President Joe Biden is sending a team of show horses to the UN climate summit in Glasgow, Scotland, next month to show the world that the U.S. is a leader in climate policy.

Thirteen cabinet members and high-ranking officials, and possibly the president himself, will be part of the delegation. CNN reported that it will be a “show of strength,” a “show of force,” and a “showcase” of the president’s “whole-of-government approach to tackling the climate crisis.”

However, there’s a hitch in the president’s plans for this chorus line of climate affirmers. The House and Senate still haven’t agreed to the “decisive action” the White House wants to show off in Glasgow.

Senate Democrats told CNN they’re “anxious” about whether Congress will pass “critical climate investments” in time for the big summit.

“Critical climate investments” means whatever they want it to mean, but it probably means your tax dollars will be spent on things that have no effect on the climate. The hope is that modeling good behavior will encourage other countries to follow our example.

Related Story: Obama to attend UN climate summit in Glasgow

However, a significant number of elected representatives in the United States are not onboard. They may have taken Senate Minority Leader Mitch McConnell’s point when he warned in remarks on the Senate floor last week that Democrats are fighting for “jacking up Americans’ gas bills and utility prices in order to turn 49 other states into California.”

It’s a reminder that, although Gov. Gavin Newsom and others routinely brag that California “leads” on green energy and climate policies, other states aren’t following. California, with its mandates for more solar and wind energy, frequently has problems with what energy regulators call “resource adequacy.” As a result, California leads all other states in electricity imports, and even so we run so close to the edge that blackouts are an ever-present threat.

“Democrats want to force electric utilities to model their grids off of the high-cost, blackout-prone system that liberals have set up in the state of California,” McConnell said, “And at the same time, Democrats are also pushing a brand-new natural gas tax that they call a ‘methane fee.’ It’s a natural gas tax.”

But Democratic Senator Chris Coons of Delaware, speaking to CNN, said he thinks it is “critical that we go to Glasgow with the package of President Biden’s proposals moving forward.”

Suppose the Democrats get what they want, and they go to the UN climate summit with their “leadership” on climate. Then what?

Then the world has plans for your money. For several years, the UN has been promoting the idea of “climate justice.” This “looks at the climate crisis through a human rights lens,” a UN blog post explained in 2019, “on the belief that by working together we can create a better future for present and future generations.” The former president of Ireland, Mary Robinson, was quoted explaining that climate justice “insists on a shift from a discourse on greenhouse gases and melting ice caps into a civil rights movement.”

Some people think climate justice requires the southern border of the U.S. to be permanently open to “climate refugees” from Central America. That’s the general idea expressed in a recent essay for Zócalo Public Square titled, “What Does the U.S. Owe Climate Refugees?”

Exercise data —
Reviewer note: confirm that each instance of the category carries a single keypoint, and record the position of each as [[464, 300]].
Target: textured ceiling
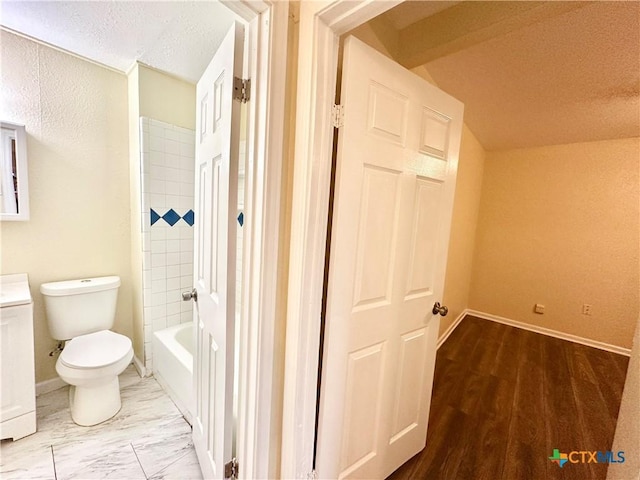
[[564, 76], [178, 37]]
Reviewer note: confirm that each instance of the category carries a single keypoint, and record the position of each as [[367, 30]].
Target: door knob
[[193, 294], [442, 310]]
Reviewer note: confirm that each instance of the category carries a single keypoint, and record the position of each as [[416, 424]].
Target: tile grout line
[[139, 463]]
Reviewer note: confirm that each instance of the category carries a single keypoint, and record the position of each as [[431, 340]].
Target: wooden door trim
[[321, 24]]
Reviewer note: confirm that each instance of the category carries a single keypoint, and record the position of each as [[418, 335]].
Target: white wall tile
[[186, 245], [171, 146], [173, 258], [173, 271], [174, 296], [156, 159], [173, 233], [172, 174], [158, 286], [173, 188], [159, 246], [167, 172], [158, 273], [173, 308], [158, 233], [159, 300], [158, 259], [174, 246], [173, 283], [172, 160]]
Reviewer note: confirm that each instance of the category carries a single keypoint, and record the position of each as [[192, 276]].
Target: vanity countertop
[[14, 290]]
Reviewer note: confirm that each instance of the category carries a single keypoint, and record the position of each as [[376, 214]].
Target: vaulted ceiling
[[529, 73], [178, 37]]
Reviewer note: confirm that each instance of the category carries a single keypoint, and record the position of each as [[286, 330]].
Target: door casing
[[321, 24]]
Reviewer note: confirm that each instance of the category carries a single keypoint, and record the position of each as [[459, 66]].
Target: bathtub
[[173, 364]]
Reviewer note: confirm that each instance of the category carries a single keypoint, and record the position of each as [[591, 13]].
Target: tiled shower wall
[[167, 162]]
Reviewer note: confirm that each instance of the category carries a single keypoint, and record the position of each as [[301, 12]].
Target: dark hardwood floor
[[505, 398]]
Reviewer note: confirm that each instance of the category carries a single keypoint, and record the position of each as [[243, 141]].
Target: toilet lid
[[93, 350]]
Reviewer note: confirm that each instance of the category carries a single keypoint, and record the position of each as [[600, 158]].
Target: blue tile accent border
[[172, 217]]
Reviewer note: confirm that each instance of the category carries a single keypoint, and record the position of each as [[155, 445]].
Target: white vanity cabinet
[[17, 377]]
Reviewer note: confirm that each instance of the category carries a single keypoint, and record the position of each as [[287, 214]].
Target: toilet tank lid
[[77, 287]]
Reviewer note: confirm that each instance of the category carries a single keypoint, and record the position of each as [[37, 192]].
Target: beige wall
[[135, 196], [463, 228], [167, 98], [75, 114], [558, 225], [160, 96]]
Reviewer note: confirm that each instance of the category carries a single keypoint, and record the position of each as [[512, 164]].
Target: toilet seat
[[95, 350]]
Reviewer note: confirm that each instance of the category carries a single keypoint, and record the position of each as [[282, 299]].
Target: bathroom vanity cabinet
[[17, 376]]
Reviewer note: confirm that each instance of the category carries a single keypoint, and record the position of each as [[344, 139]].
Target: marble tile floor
[[147, 439]]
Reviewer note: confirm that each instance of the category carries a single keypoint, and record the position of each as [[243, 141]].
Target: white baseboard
[[49, 386], [140, 368], [551, 333], [452, 327]]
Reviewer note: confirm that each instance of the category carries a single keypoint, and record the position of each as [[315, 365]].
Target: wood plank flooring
[[505, 398]]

Set task A —
Reproduce the passage of the article on the Glasgow climate summit starting at "However, there’s a" and ending at "off in Glasgow.".
Set task B —
Give the lines of the records as a numbered list, starting at the line that contains "as [[600, 158]]." and ending at the line that contains "[[172, 217]]", with blank lines omitted.

Correct answer A —
However, there’s a hitch in the president’s plans for this chorus line of climate affirmers. The House and Senate still haven’t agreed to the “decisive action” the White House wants to show off in Glasgow.

Correct answer B —
1. Reviewer note: confirm that each instance of the category carries a single keypoint, and record the position of each as [[600, 158]].
2. Target: blue tile accent border
3. [[172, 217]]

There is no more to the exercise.